Activity: Reproduce word for word the passage from the excerpt on overlapping skill sets in project teams, from "Does the profession" to "already ‘doing’ usability.".

Excerpt provided:
The cross-over of skill sets on a project team can be beneficial in many ways. In one project, developing a manufacturing administration system for an international beverage company, my documentation group took on process mapping tasks outside the original scope. In the course of documenting work processes for the system, the documentation group became increasingly involved in the creation of the processes themselves, even to the point of arbitrating decisions. The benefit was close integration between the system, the documentation and the training. One clear advantage of common skill sets is that when you need something done and the ‘role’ is not available, the outcome can still be achieved. At best, this cross-over creates an opportunity for improving the collaborative creative output and introducing efficiencies where fewer people can achieve results.

However, the cross-over of skill sets can sometimes be harmful to the functioning of a team. At worst, it complicates the development of the team and the relationships between people, where communication problems and the potential for confusion could – and have – put entire projects at risk.

The role – skill paradox

I’ve heard it said many times that if people just did what was in the textbooks, projects would succeed. Every profession’s formal education system teaches techniques for how to get it ‘right’. Formal methodologies and processes help codify best practice. Professional associations encourage knowledge sharing. However… it is somehow rarely practical to use the techniques in project situations (Sleezer, 1996).

Does the profession define the role (trainer, computer programmer, etc.), and the constraints define the skills applied? This may be the crux of a paradox in project team relationships: a contrast between overlapping territory and performance gaps caused in part by confusion over the use of common terms to describe different activities.

  • Project participants can become defensive at incursions into what is seen to be their role’s specialist area. This is particularly true if an incursion may impact schedules or deliverables, and is perceived to risk a negative outcome. For example, on one data warehouse project, I saw IT developers take offense at the introduction of a PCS/EPSS designer to the team. They saw this person as a usability specialist, and usability supposedly fell within their territory. After all, they had their own GUI specialist who was already ‘doing’ usability.
  • On the other hand, people are increasingly using the same terms to describe different things, so it appears that key activities are completed, when in fact the performance information derived is inadequate to the needs of the overall project. When starting an EPSS analysis, I was told "But we’ve already done a task analysis. Why are you doing it again?" Of course, the goal of a so-called ‘task analysis’ may differ depending on the perspective of the analyst. An information technology (IT) task analysis, focused on data, is different from an instructional systems design (ISD) task analysis, looking for user skill gaps, which is different again from a BPR task analysis, modelling detailed work flows. Task analysis definitions can even vary within a particular discipline (Loughner & Moller, 1998).

Source data:
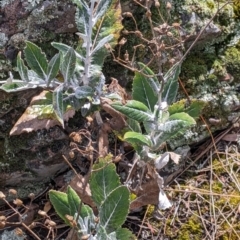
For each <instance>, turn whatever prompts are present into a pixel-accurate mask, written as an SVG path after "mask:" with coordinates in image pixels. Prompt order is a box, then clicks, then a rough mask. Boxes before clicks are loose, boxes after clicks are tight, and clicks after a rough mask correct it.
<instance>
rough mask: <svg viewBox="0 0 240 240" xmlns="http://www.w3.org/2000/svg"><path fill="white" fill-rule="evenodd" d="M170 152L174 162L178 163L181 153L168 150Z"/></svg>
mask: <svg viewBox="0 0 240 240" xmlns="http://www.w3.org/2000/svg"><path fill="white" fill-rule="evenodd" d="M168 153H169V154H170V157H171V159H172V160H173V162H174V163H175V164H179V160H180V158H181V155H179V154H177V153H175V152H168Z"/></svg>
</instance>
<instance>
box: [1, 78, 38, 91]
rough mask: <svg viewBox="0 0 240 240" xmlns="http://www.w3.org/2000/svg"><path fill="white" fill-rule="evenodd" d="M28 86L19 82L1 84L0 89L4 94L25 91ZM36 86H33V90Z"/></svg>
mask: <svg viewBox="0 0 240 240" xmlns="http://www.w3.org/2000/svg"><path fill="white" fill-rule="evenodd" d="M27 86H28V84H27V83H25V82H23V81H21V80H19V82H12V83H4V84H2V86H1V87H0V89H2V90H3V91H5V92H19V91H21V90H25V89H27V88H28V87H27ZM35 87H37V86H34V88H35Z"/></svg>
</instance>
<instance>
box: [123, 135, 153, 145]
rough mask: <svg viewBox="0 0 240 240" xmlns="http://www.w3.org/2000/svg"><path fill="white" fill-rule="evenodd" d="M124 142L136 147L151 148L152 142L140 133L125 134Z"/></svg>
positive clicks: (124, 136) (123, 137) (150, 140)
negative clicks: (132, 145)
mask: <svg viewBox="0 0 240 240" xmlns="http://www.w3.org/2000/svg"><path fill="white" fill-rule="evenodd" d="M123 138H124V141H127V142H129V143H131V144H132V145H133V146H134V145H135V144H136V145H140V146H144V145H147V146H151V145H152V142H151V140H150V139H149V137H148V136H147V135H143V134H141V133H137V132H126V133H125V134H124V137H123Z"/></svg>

...

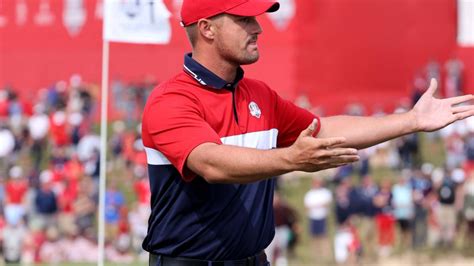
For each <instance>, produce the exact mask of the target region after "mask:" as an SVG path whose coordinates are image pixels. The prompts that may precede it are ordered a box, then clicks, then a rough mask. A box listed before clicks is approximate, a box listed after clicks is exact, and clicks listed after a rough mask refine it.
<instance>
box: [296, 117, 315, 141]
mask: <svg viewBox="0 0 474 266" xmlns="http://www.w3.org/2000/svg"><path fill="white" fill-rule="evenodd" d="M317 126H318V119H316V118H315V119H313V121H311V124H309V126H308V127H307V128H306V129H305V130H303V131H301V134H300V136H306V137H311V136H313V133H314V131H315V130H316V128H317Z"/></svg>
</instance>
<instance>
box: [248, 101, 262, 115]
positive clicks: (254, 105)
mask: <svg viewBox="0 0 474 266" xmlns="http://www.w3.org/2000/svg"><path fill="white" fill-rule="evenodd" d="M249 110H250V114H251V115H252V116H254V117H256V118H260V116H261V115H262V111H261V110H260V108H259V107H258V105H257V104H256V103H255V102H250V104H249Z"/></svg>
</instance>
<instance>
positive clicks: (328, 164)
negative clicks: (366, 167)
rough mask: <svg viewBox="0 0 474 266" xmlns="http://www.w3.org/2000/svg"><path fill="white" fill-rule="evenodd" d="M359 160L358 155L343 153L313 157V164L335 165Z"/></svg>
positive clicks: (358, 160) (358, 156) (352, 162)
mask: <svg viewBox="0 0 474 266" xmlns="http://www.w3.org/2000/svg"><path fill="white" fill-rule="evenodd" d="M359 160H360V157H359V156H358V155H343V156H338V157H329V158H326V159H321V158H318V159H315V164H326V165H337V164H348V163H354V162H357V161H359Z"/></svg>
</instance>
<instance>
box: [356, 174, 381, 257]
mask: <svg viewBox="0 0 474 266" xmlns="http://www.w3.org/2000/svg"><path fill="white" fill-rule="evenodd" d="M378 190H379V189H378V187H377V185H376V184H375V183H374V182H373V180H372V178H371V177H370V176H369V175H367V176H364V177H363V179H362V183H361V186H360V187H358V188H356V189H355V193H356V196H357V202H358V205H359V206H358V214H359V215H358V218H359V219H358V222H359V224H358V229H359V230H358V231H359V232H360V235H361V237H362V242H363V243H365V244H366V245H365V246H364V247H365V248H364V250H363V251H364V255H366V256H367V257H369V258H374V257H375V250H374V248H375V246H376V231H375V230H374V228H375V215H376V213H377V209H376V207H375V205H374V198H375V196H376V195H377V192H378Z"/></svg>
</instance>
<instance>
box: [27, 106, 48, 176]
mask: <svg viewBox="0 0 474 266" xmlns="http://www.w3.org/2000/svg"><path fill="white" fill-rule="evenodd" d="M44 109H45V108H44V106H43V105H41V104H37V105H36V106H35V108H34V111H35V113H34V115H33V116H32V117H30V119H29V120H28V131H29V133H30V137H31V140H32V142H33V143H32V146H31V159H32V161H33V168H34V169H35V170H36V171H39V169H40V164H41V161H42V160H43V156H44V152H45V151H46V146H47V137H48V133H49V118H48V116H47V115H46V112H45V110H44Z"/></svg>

Result of the exercise:
Does the profession define the role (trainer, computer programmer, etc.), and the constraints define the skills applied? This may be the crux of a paradox in project team relationships: a contrast between overlapping territory and performance gaps caused in part by confusion over the use of common terms to describe different activities.

  • Project participants can become defensive at incursions into what is seen to be their role’s specialist area. This is particularly true if an incursion may impact schedules or deliverables, and is perceived to risk a negative outcome. For example, on one data warehouse project, I saw IT developers take offense at the introduction of a PCS/EPSS designer to the team. They saw this person as a usability specialist, and usability supposedly fell within their territory. After all, they had their own GUI specialist who was already ‘doing’ usability.